Qu’est-ce qui presse autant Marie pour qu’elle prenne ainsi la route en toute hâte, pour qu’elle quitte sa maison de Nazareth en Galilée et fasse seule ce voyage vers la région plus montagneuse de la Judée ? Juste avant dans l’évangile, l’ange Gabriel lui a annoncé qu’elle allait concevoir et enfanter, par la puissance de l’Esprit Saint, Jésus, le Fils du Très-Haut, le Fils de Dieu. Comme signe que rien n’est impossible à Dieu, l’ange lui a aussi révélé que sa parente plus âgée, Élisabeth, la femme de Zacharie, était enceinte de six mois déjà, alors qu’on l’appelait la femme stérile. Marie a dit oui au projet de Dieu et, à présent, elle n’a qu’un but, elle n’a qu’une hâte, c’est d’aller saluer cette grande cousine ou tante, que peut-être elle n’a encore jamais vue, mais dont elle connait au moins le nom et le lieu d’habitation.

+--

## CONSIGNE 1:
Relevez chaque ligne des enregistrements ci-dessous qui contient le mot « foliage ».

## LISTE DES DONNÉES:
+--

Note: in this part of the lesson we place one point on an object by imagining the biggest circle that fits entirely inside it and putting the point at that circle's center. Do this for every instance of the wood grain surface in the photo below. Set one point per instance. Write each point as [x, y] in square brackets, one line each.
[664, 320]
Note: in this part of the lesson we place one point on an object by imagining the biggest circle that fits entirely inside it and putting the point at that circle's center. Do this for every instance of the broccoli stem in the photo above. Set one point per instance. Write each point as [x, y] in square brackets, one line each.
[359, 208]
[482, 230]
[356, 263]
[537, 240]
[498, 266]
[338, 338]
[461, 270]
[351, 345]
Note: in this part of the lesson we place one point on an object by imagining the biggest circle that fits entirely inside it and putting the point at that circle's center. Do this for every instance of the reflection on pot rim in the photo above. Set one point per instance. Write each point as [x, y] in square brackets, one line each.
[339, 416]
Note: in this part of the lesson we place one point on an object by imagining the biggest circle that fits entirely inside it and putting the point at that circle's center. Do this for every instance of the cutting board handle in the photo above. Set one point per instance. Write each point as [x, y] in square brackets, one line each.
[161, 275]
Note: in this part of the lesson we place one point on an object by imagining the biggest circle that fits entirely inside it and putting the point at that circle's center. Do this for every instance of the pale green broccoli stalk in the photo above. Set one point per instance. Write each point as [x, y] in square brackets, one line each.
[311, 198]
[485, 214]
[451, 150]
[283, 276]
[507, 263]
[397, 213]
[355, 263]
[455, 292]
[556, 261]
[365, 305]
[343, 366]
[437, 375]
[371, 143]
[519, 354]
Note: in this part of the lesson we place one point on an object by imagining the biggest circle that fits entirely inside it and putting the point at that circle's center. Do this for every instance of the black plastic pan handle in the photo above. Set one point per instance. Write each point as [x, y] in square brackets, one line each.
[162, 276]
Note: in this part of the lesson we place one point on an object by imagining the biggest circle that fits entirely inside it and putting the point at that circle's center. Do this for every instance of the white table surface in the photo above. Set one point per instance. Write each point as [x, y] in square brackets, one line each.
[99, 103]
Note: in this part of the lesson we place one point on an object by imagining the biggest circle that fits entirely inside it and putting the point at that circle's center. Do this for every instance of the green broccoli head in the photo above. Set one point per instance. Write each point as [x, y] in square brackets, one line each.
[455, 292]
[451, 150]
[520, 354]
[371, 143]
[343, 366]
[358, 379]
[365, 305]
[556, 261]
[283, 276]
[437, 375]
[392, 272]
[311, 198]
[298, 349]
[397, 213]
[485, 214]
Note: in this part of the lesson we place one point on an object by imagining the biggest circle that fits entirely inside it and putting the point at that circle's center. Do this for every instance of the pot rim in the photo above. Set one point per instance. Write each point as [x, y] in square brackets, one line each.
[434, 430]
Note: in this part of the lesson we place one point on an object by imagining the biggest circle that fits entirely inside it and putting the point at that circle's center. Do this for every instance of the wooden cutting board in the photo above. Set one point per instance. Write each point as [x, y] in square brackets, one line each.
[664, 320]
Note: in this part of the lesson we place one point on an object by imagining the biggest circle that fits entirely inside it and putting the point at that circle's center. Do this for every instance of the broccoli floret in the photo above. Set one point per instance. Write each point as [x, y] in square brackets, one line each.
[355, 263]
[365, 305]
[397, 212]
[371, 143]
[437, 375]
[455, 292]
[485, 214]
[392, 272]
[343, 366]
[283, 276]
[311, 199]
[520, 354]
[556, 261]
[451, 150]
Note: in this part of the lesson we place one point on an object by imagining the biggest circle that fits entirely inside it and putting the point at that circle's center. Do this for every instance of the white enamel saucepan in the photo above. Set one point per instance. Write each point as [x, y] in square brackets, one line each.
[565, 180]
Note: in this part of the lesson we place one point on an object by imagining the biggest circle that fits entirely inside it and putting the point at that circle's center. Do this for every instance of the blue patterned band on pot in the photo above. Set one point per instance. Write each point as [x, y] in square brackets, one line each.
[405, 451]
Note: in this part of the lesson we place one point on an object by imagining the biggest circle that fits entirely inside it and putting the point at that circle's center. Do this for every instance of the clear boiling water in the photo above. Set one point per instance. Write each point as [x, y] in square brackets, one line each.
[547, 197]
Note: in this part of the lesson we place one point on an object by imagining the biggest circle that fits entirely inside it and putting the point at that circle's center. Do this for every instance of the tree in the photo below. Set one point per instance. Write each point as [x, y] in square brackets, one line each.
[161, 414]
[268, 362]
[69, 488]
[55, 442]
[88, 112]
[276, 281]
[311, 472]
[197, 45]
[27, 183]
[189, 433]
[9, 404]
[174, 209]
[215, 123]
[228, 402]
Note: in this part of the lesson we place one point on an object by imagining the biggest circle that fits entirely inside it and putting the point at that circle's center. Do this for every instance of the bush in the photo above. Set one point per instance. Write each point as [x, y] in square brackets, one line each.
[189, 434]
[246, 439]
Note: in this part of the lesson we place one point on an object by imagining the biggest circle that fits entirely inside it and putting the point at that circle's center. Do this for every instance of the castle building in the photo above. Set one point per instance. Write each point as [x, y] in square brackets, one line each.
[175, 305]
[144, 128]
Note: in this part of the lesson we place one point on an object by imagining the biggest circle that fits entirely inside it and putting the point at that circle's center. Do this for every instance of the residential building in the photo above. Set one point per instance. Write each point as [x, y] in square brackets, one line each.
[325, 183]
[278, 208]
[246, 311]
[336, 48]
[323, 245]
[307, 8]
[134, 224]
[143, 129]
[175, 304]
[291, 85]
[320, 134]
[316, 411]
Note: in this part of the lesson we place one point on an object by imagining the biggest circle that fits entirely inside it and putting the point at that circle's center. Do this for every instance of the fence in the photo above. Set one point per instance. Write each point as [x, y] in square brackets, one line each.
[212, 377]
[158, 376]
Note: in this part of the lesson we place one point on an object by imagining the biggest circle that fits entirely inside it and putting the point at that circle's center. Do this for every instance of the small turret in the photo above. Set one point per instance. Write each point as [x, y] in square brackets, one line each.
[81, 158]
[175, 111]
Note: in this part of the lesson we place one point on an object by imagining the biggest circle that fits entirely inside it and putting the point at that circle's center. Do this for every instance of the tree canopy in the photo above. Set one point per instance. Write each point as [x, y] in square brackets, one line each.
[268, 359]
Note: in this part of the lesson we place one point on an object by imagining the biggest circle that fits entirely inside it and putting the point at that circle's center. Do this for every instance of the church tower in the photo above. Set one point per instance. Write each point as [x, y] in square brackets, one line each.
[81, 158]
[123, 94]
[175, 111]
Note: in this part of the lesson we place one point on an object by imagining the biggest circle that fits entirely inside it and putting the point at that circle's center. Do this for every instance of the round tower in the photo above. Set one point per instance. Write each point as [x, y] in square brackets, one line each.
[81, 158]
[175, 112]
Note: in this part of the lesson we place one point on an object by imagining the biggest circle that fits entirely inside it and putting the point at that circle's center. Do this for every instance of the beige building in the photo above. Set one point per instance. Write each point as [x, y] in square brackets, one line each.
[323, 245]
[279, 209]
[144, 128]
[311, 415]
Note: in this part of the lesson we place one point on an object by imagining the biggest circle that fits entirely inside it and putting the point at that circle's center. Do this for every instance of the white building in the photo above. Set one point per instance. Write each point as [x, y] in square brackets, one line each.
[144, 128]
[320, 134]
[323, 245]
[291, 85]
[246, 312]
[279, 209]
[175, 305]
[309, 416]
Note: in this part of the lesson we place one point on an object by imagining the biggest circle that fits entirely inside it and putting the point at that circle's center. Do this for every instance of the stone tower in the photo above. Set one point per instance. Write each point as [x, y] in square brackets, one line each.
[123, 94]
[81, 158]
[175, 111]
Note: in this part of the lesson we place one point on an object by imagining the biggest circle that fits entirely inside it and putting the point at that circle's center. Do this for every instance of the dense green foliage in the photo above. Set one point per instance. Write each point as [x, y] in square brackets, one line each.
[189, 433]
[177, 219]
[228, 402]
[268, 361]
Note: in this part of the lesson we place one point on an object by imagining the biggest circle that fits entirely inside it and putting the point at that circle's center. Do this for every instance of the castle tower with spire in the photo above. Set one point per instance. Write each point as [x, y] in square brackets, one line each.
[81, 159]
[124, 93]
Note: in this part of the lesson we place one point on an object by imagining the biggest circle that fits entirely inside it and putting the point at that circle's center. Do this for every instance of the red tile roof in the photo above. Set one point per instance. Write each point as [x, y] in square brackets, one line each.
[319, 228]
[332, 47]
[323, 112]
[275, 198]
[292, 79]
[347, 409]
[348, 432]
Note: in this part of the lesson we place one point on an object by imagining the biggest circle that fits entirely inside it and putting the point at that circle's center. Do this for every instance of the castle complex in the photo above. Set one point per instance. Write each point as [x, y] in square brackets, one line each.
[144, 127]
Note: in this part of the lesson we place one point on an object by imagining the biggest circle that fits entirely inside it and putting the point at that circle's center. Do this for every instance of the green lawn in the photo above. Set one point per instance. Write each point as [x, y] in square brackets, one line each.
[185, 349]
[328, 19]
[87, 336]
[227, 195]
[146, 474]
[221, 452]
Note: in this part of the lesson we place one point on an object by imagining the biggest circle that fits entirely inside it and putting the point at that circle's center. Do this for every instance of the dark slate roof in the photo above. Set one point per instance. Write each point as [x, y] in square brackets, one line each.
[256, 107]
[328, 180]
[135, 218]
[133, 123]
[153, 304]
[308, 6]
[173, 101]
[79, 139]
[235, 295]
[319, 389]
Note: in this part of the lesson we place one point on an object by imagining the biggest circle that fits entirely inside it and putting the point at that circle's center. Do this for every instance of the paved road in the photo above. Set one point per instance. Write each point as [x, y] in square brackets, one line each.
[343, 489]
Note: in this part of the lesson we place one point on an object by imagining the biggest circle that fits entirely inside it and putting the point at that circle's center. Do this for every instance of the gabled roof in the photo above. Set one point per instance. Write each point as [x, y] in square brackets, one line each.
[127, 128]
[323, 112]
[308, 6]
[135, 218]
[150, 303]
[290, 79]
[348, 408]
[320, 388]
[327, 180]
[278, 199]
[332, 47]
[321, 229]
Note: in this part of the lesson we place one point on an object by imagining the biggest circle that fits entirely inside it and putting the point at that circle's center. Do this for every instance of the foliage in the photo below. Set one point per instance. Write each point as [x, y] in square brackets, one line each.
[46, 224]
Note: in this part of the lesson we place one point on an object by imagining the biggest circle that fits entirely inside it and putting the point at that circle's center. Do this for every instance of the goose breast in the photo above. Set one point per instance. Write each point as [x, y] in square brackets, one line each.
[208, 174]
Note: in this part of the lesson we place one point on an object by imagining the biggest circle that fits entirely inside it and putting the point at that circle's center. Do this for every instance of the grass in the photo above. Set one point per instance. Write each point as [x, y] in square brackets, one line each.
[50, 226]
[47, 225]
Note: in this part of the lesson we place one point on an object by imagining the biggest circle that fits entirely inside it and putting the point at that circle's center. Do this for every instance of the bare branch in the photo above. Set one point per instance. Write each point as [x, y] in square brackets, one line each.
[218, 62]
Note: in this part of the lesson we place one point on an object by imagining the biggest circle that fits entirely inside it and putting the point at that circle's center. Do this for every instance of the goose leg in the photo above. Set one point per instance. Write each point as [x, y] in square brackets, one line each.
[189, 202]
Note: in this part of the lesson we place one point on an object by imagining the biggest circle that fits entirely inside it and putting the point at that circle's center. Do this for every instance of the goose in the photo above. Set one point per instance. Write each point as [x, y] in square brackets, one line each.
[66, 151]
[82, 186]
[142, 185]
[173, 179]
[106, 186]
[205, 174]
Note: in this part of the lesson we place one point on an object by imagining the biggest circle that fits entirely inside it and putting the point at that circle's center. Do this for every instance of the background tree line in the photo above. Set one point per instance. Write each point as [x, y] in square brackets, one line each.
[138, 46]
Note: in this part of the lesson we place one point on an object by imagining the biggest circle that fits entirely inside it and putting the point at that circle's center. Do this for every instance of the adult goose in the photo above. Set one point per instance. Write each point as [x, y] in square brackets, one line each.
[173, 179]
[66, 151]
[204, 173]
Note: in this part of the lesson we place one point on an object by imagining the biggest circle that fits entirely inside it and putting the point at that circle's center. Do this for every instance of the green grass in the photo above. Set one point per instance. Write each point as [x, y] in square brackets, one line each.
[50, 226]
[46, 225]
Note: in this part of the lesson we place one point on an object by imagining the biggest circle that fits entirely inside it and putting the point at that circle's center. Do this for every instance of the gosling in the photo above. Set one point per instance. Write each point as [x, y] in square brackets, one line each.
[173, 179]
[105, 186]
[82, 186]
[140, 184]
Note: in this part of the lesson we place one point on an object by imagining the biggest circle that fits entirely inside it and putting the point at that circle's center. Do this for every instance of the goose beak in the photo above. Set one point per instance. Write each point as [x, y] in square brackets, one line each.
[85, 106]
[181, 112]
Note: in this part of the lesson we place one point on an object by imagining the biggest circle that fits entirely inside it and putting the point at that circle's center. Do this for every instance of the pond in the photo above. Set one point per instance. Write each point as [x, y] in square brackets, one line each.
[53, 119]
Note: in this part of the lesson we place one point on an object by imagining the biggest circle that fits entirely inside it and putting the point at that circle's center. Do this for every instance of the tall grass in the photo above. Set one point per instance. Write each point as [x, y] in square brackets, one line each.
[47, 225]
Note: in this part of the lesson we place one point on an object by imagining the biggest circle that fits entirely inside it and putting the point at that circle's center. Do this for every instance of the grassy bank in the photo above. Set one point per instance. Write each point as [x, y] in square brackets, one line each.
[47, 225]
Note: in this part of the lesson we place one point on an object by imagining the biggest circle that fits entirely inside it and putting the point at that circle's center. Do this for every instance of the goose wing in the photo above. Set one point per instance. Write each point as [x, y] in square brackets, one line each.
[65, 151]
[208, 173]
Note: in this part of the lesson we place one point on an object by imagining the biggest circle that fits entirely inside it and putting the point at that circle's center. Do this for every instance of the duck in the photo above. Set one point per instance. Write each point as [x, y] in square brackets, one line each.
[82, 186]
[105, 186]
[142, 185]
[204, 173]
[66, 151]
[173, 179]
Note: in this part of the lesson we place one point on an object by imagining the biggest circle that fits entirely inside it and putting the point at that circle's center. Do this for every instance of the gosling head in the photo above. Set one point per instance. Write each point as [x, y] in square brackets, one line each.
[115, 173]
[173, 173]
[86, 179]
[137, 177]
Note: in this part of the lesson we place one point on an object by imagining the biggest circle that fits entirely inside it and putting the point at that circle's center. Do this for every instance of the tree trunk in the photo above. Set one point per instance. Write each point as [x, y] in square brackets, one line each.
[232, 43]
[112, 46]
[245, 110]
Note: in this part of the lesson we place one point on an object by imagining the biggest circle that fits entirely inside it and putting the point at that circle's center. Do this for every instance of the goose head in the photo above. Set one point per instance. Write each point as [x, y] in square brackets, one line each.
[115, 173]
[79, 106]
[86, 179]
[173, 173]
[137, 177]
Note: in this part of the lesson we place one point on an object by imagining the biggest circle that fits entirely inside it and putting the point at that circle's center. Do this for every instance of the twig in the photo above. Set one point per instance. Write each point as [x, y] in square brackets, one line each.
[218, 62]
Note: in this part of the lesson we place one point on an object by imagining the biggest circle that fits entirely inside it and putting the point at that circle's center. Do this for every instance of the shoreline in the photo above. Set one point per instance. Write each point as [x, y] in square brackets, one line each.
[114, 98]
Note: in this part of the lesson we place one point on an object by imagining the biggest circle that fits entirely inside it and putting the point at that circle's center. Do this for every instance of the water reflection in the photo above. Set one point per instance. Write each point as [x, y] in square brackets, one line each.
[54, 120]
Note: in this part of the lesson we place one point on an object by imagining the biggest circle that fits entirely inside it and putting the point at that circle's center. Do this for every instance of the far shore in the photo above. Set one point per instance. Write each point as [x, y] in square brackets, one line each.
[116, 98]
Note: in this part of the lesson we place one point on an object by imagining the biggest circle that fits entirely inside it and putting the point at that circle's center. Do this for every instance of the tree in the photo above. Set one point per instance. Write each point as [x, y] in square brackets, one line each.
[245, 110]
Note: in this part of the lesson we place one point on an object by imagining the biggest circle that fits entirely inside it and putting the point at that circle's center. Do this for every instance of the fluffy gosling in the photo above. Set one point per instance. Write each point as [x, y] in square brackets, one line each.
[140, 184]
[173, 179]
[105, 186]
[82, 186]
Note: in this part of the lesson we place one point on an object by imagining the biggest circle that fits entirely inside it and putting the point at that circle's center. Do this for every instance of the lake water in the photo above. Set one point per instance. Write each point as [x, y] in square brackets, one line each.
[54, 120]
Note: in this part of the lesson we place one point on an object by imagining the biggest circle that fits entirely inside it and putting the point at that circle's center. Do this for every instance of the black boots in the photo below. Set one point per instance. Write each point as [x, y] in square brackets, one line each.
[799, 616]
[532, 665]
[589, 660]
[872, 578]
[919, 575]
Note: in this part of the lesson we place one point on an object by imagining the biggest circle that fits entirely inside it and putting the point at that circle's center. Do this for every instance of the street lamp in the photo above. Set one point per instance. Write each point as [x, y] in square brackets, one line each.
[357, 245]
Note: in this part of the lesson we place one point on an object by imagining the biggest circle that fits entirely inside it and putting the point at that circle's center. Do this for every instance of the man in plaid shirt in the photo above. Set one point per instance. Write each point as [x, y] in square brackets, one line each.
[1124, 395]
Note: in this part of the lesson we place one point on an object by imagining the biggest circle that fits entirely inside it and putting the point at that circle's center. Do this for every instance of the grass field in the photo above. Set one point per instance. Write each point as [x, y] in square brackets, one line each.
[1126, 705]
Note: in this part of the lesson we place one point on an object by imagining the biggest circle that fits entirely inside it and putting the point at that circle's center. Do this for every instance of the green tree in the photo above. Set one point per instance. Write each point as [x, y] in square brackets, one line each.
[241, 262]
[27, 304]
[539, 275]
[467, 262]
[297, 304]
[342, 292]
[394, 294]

+--

## CONSIGNE 2:
Extrayez du texte à lire, s'il vous plaît, le passage qui va de « Qu’est-ce qui presse » jusqu'à « le lieu d’habitation. ».

## CORRIGÉ 1:
Note: in this part of the lesson we place one point on an object by imagining the biggest circle that fits entirely inside it and putting the point at that circle's center. Do this for every instance of the dense green foliage in the photo above. Set one point per instance. Write each point as [x, y] in square brackets, one line each.
Note: in this part of the lesson we place one point on an object by imagining the biggest circle that fits entirely inside it and putting the point at that circle's center. Do this for every instance of the foliage in the photo below. Set one point per instance. Write each point as [x, y] in square brackets, one line each.

## CORRIGÉ 2:
Qu’est-ce qui presse autant Marie pour qu’elle prenne ainsi la route en toute hâte, pour qu’elle quitte sa maison de Nazareth en Galilée et fasse seule ce voyage vers la région plus montagneuse de la Judée ? Juste avant dans l’évangile, l’ange Gabriel lui a annoncé qu’elle allait concevoir et enfanter, par la puissance de l’Esprit Saint, Jésus, le Fils du Très-Haut, le Fils de Dieu. Comme signe que rien n’est impossible à Dieu, l’ange lui a aussi révélé que sa parente plus âgée, Élisabeth, la femme de Zacharie, était enceinte de six mois déjà, alors qu’on l’appelait la femme stérile. Marie a dit oui au projet de Dieu et, à présent, elle n’a qu’un but, elle n’a qu’une hâte, c’est d’aller saluer cette grande cousine ou tante, que peut-être elle n’a encore jamais vue, mais dont elle connait au moins le nom et le lieu d’habitation.